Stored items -
/---

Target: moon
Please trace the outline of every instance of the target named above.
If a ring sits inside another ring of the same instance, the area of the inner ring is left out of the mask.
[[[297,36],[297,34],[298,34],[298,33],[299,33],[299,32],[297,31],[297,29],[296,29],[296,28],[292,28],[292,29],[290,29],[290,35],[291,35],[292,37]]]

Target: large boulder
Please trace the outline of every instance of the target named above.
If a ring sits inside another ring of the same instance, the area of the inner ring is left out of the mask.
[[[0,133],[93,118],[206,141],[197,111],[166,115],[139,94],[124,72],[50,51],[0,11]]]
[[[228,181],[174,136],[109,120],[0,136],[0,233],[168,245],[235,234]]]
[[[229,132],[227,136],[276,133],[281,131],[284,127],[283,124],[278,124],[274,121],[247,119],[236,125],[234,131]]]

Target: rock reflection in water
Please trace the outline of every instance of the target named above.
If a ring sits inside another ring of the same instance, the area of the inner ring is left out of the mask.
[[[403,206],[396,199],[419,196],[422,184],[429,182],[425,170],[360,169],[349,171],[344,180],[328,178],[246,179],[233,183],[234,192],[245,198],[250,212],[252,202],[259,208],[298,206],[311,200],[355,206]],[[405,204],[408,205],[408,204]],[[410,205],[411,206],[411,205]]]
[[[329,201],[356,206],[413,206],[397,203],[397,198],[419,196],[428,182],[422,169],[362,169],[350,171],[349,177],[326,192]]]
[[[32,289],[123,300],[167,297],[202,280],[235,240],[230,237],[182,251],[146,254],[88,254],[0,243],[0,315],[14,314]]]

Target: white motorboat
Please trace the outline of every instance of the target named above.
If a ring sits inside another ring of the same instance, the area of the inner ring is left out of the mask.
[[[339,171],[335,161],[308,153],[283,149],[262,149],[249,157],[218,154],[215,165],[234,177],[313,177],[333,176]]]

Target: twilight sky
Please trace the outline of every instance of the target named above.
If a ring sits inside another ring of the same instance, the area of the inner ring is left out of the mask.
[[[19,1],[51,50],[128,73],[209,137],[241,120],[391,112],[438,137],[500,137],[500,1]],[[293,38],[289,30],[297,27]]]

\---

Problem to solve - Repeat every line of the records above exactly.

Result of the exercise -
Target: moon
Please trace the outline of every instance of the target named above.
If a ring sits inside another ring of the same instance, the area of the inner ring is left out of the mask.
[[[297,36],[297,34],[298,34],[298,33],[299,33],[299,32],[297,31],[297,29],[296,29],[296,28],[292,28],[292,29],[290,29],[290,35],[291,35],[292,37]]]

Target: large boulder
Please trace the outline of every instance of the target named above.
If a ring sits inside another ring of the same instance, the area of the inner ring is left out of the mask.
[[[0,133],[93,118],[206,141],[197,111],[166,115],[139,94],[124,72],[50,51],[0,11]]]
[[[228,181],[174,136],[109,120],[0,136],[0,233],[168,245],[235,234]]]
[[[229,132],[227,136],[276,133],[281,131],[284,127],[283,124],[278,124],[274,121],[247,119],[236,125],[234,131]]]

Target: rock reflection in water
Please trace the outline of every instance of the target named above.
If a ring sits inside another ring of the same instance, the area of the inner ring is left out of the mask.
[[[403,206],[396,199],[419,196],[422,184],[429,182],[425,170],[360,169],[349,171],[344,180],[328,178],[246,179],[233,183],[234,192],[245,198],[250,212],[252,202],[259,208],[298,206],[311,200],[355,206]],[[405,204],[408,205],[408,204]],[[410,205],[411,206],[411,205]]]
[[[329,201],[356,206],[413,206],[397,203],[397,198],[419,196],[428,182],[422,169],[362,169],[350,171],[349,177],[326,192]]]
[[[32,289],[123,300],[167,297],[202,280],[235,240],[230,237],[182,251],[146,254],[88,254],[0,243],[0,315],[14,314]]]

Target: white motorboat
Please trace the outline of every instance of the target named above.
If a ring sits inside another ring of the same instance, the area of the inner ring is left out of the mask.
[[[339,171],[335,161],[308,153],[283,149],[262,149],[249,157],[218,154],[215,165],[234,177],[313,177],[333,176]]]

Target: twilight sky
Please trace the outline of every instance of the target named above.
If a ring sits inside another ring of the same instance, the area of the inner ring is left out of the mask.
[[[19,1],[51,50],[128,73],[209,137],[241,120],[391,112],[438,137],[500,137],[500,1]],[[293,38],[289,30],[297,27]]]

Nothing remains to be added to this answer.